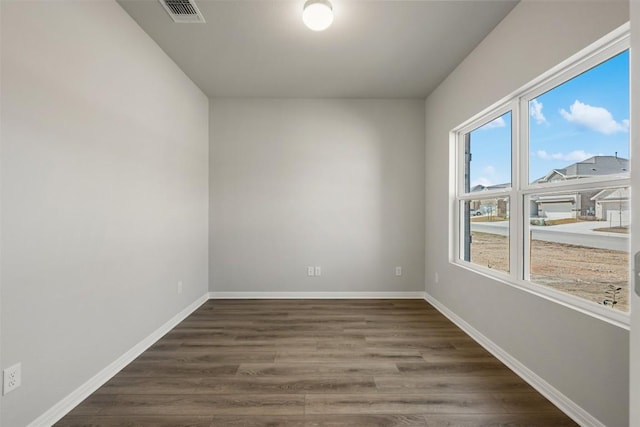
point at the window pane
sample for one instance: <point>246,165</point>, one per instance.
<point>488,156</point>
<point>486,233</point>
<point>579,244</point>
<point>580,129</point>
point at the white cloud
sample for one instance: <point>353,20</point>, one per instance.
<point>594,118</point>
<point>489,170</point>
<point>481,181</point>
<point>574,156</point>
<point>535,110</point>
<point>494,124</point>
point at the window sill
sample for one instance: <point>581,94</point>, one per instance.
<point>589,308</point>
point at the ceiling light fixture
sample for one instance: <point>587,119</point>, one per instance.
<point>317,14</point>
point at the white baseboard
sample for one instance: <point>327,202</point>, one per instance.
<point>316,295</point>
<point>63,407</point>
<point>568,406</point>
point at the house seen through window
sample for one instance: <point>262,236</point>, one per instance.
<point>543,190</point>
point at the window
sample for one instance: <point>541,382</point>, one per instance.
<point>543,184</point>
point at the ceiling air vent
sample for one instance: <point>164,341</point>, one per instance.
<point>183,11</point>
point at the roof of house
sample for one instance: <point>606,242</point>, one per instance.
<point>593,166</point>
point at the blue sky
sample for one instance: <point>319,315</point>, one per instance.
<point>584,117</point>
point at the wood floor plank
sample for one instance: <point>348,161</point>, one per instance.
<point>398,403</point>
<point>331,369</point>
<point>451,384</point>
<point>202,404</point>
<point>315,363</point>
<point>288,384</point>
<point>533,419</point>
<point>136,421</point>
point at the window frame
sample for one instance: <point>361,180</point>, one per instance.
<point>521,189</point>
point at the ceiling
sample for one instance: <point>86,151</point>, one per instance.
<point>374,49</point>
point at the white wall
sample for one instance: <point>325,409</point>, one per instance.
<point>635,212</point>
<point>584,358</point>
<point>330,182</point>
<point>104,197</point>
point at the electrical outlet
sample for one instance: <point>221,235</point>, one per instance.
<point>12,377</point>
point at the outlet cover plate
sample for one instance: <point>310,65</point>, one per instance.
<point>12,378</point>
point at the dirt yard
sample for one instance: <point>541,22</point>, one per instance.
<point>580,271</point>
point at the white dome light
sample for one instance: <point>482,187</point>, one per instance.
<point>317,14</point>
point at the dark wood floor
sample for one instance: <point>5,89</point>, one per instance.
<point>367,363</point>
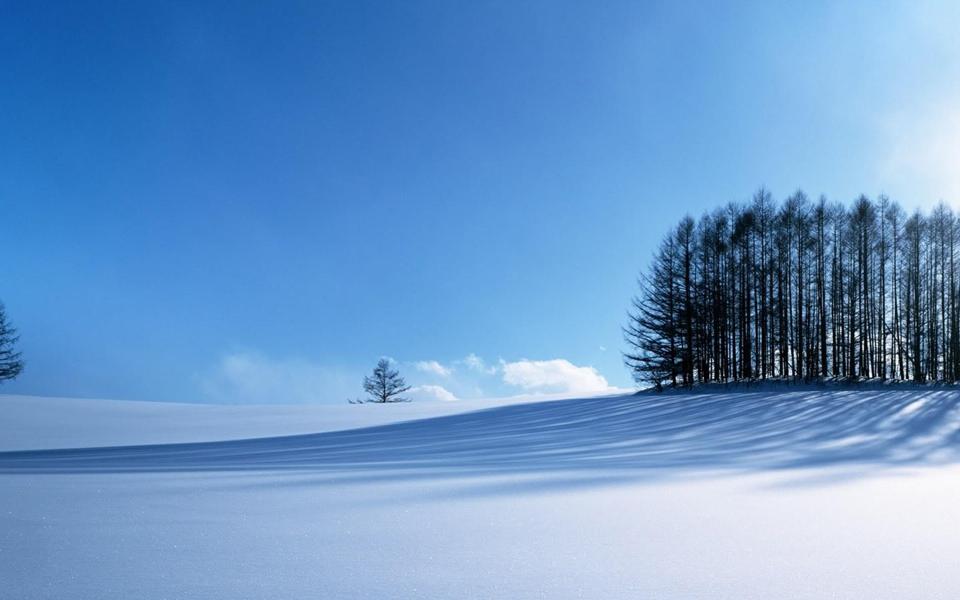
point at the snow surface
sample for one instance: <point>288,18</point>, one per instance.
<point>808,494</point>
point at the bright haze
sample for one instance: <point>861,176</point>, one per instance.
<point>253,202</point>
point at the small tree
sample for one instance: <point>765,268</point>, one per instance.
<point>10,363</point>
<point>386,384</point>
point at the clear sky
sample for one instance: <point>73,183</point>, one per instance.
<point>252,202</point>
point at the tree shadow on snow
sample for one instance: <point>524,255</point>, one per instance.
<point>568,443</point>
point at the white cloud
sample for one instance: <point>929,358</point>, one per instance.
<point>248,377</point>
<point>431,392</point>
<point>923,151</point>
<point>432,366</point>
<point>557,375</point>
<point>475,363</point>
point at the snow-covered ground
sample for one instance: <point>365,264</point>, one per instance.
<point>807,494</point>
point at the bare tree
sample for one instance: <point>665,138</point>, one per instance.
<point>10,363</point>
<point>800,290</point>
<point>386,384</point>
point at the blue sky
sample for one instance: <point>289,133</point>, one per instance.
<point>252,202</point>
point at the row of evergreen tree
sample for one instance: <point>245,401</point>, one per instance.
<point>800,289</point>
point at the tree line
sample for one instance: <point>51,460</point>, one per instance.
<point>800,289</point>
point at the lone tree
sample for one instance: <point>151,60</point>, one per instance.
<point>10,363</point>
<point>386,384</point>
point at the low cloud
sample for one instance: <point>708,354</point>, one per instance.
<point>432,366</point>
<point>475,363</point>
<point>557,375</point>
<point>431,392</point>
<point>251,378</point>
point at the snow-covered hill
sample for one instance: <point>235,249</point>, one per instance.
<point>804,494</point>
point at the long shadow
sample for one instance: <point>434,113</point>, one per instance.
<point>635,436</point>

### WRITTEN TASK
Recast all of the data above as a Markdown table with two columns, Row and Text: give each line its own numbered row and skip blank lines. Omit the pictures from the table.

### WRITTEN SOLUTION
| Row | Text |
|---|---|
| 1 | point at the window pane |
| 2 | sample for one instance: <point>246,165</point>, one per instance. |
| 3 | <point>488,156</point> |
| 4 | <point>486,233</point> |
| 5 | <point>579,244</point> |
| 6 | <point>580,129</point> |
| 7 | point at the white cloud |
| 8 | sample for one instance: <point>353,20</point>, one per instance. |
| 9 | <point>594,118</point> |
| 10 | <point>489,170</point> |
| 11 | <point>481,181</point> |
| 12 | <point>574,156</point> |
| 13 | <point>535,110</point> |
| 14 | <point>494,124</point> |
| 15 | point at the window sill |
| 16 | sample for one instance: <point>581,94</point>, one per instance. |
| 17 | <point>589,308</point> |
| 18 | point at the ceiling light fixture |
| 19 | sample for one instance: <point>587,119</point>, one per instance. |
| 20 | <point>317,14</point> |
| 21 | point at the white baseboard |
| 22 | sample for one instance: <point>327,202</point>, one per instance. |
| 23 | <point>316,295</point> |
| 24 | <point>63,407</point> |
| 25 | <point>568,406</point> |
| 26 | point at the house seen through window |
| 27 | sample for one instance: <point>262,236</point>, one per instance. |
| 28 | <point>543,190</point> |
| 29 | point at the window |
| 30 | sample for one instance: <point>541,382</point>, one per instance. |
| 31 | <point>543,184</point> |
| 32 | point at the ceiling air vent |
| 33 | sample for one instance: <point>164,341</point>, one per instance. |
| 34 | <point>183,11</point> |
| 35 | point at the roof of house |
| 36 | sample for one instance: <point>606,242</point>, one per instance. |
| 37 | <point>593,166</point> |
| 38 | point at the blue sky |
| 39 | sample for one instance: <point>319,315</point>, one per instance. |
| 40 | <point>584,117</point> |
| 41 | point at the wood floor plank |
| 42 | sample for one instance: <point>348,161</point>, one per instance. |
| 43 | <point>398,403</point> |
| 44 | <point>331,369</point> |
| 45 | <point>451,384</point> |
| 46 | <point>202,404</point> |
| 47 | <point>315,363</point> |
| 48 | <point>288,384</point> |
| 49 | <point>533,419</point> |
| 50 | <point>136,421</point> |
| 51 | point at the window frame |
| 52 | sample for one instance: <point>361,180</point>, one per instance. |
| 53 | <point>521,189</point> |
| 54 | point at the ceiling |
| 55 | sample for one instance: <point>86,151</point>, one per instance. |
| 56 | <point>374,49</point> |
| 57 | point at the white wall |
| 58 | sample for one instance: <point>325,409</point>, one per instance. |
| 59 | <point>635,212</point> |
| 60 | <point>584,358</point> |
| 61 | <point>330,182</point> |
| 62 | <point>104,197</point> |
| 63 | point at the electrical outlet |
| 64 | sample for one instance: <point>221,235</point>, one per instance. |
| 65 | <point>12,377</point> |
| 66 | point at the outlet cover plate |
| 67 | sample for one instance: <point>310,65</point>, one per instance. |
| 68 | <point>12,378</point> |
| 69 | point at the dirt yard |
| 70 | sample for one instance: <point>541,22</point>, one per instance. |
| 71 | <point>580,271</point> |
| 72 | point at the white dome light |
| 73 | sample for one instance: <point>482,187</point>, one per instance. |
| 74 | <point>317,14</point> |
| 75 | point at the dark wood floor |
| 76 | sample for one instance: <point>5,89</point>, one per instance. |
| 77 | <point>367,363</point> |
| 78 | point at the snow surface |
| 79 | sample for one instance: <point>288,18</point>, one per instance. |
| 80 | <point>808,494</point> |
| 81 | point at the bright haze |
| 82 | sample for one instance: <point>861,176</point>, one per instance. |
| 83 | <point>253,202</point> |
| 84 | point at the small tree |
| 85 | sample for one instance: <point>765,268</point>, one per instance. |
| 86 | <point>10,363</point> |
| 87 | <point>386,384</point> |
| 88 | point at the clear sky |
| 89 | sample for one instance: <point>73,183</point>, one per instance. |
| 90 | <point>252,202</point> |
| 91 | point at the tree shadow on snow |
| 92 | sample for one instance: <point>524,255</point>, one per instance. |
| 93 | <point>568,443</point> |
| 94 | point at the white cloud |
| 95 | sample for one instance: <point>929,358</point>, one per instance. |
| 96 | <point>248,377</point> |
| 97 | <point>431,392</point> |
| 98 | <point>923,151</point> |
| 99 | <point>432,366</point> |
| 100 | <point>557,375</point> |
| 101 | <point>475,363</point> |
| 102 | point at the snow-covered ground |
| 103 | sample for one instance: <point>365,264</point>, one per instance. |
| 104 | <point>807,494</point> |
| 105 | point at the bare tree |
| 106 | sample for one instance: <point>665,138</point>, one per instance. |
| 107 | <point>10,363</point> |
| 108 | <point>800,290</point> |
| 109 | <point>386,384</point> |
| 110 | point at the blue sky |
| 111 | sample for one instance: <point>289,133</point>, one per instance. |
| 112 | <point>252,202</point> |
| 113 | point at the row of evergreen tree |
| 114 | sample for one instance: <point>245,401</point>, one per instance. |
| 115 | <point>800,289</point> |
| 116 | point at the tree line |
| 117 | sample for one instance: <point>51,460</point>, one per instance. |
| 118 | <point>800,289</point> |
| 119 | point at the lone tree |
| 120 | sample for one instance: <point>151,60</point>, one per instance. |
| 121 | <point>10,363</point> |
| 122 | <point>386,384</point> |
| 123 | point at the low cloud |
| 124 | sample for one instance: <point>708,354</point>, one per instance. |
| 125 | <point>432,366</point> |
| 126 | <point>475,363</point> |
| 127 | <point>557,375</point> |
| 128 | <point>431,392</point> |
| 129 | <point>251,378</point> |
| 130 | point at the snow-covered hill |
| 131 | sample for one instance: <point>235,249</point>, one per instance. |
| 132 | <point>804,494</point> |
| 133 | point at the long shadow |
| 134 | sample for one instance: <point>434,113</point>, one per instance. |
| 135 | <point>635,436</point> |